Start of DATASET CONTENT

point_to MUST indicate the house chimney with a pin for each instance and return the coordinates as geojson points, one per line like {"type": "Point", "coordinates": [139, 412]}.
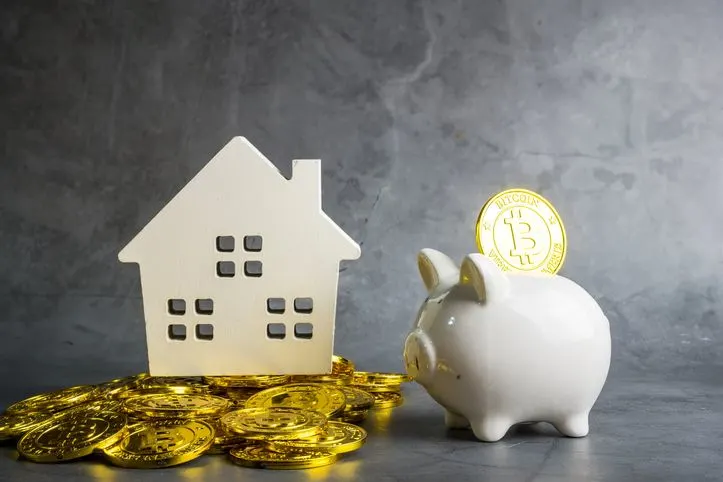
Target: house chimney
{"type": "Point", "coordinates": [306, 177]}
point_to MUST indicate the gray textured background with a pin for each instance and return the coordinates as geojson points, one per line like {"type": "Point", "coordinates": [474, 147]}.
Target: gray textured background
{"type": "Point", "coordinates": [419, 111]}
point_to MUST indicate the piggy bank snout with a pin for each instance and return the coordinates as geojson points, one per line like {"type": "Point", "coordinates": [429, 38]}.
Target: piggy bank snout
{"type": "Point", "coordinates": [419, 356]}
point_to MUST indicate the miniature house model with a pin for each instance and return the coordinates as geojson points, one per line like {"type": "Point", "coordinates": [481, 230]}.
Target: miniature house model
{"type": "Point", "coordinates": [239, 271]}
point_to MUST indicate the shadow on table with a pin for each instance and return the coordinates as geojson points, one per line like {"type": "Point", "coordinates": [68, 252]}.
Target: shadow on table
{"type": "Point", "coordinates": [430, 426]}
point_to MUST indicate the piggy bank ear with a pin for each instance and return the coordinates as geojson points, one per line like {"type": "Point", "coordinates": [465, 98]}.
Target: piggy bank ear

End of DATASET CONTENT

## EXERCISE DESCRIPTION
Rewrite every line of the items above as a numbered list, skipping blank lines and omitting the picture.

## TASK ANSWER
1. point_to MUST indicate the house chimney with a pin for each instance and return the coordinates as geojson points, one per line like {"type": "Point", "coordinates": [139, 412]}.
2. Target: house chimney
3. {"type": "Point", "coordinates": [306, 177]}
4. point_to MUST indicate the gray textured background with a pin for each instance and return the coordinates as geojson points, one per line like {"type": "Point", "coordinates": [474, 147]}.
5. Target: gray textured background
6. {"type": "Point", "coordinates": [419, 111]}
7. point_to MUST indicate the piggy bank snout with a pin for each instance and return the coordinates as geojson points, one per line like {"type": "Point", "coordinates": [429, 38]}.
8. Target: piggy bank snout
9. {"type": "Point", "coordinates": [419, 356]}
10. point_to MUST indicate the miniature house model with a pin for each instance and return the coordinates as geojson points, one per line like {"type": "Point", "coordinates": [481, 230]}.
11. Target: miniature house model
12. {"type": "Point", "coordinates": [239, 271]}
13. point_to MUST indicate the shadow on table with a pin for each instance and return the coordinates as geojson points, one per line like {"type": "Point", "coordinates": [68, 252]}.
14. Target: shadow on table
15. {"type": "Point", "coordinates": [430, 426]}
16. point_to MUST indicate the piggy bank ear with a pin for each instance and return the coordinates as geojson points, one per line like {"type": "Point", "coordinates": [465, 98]}.
17. Target: piggy bank ear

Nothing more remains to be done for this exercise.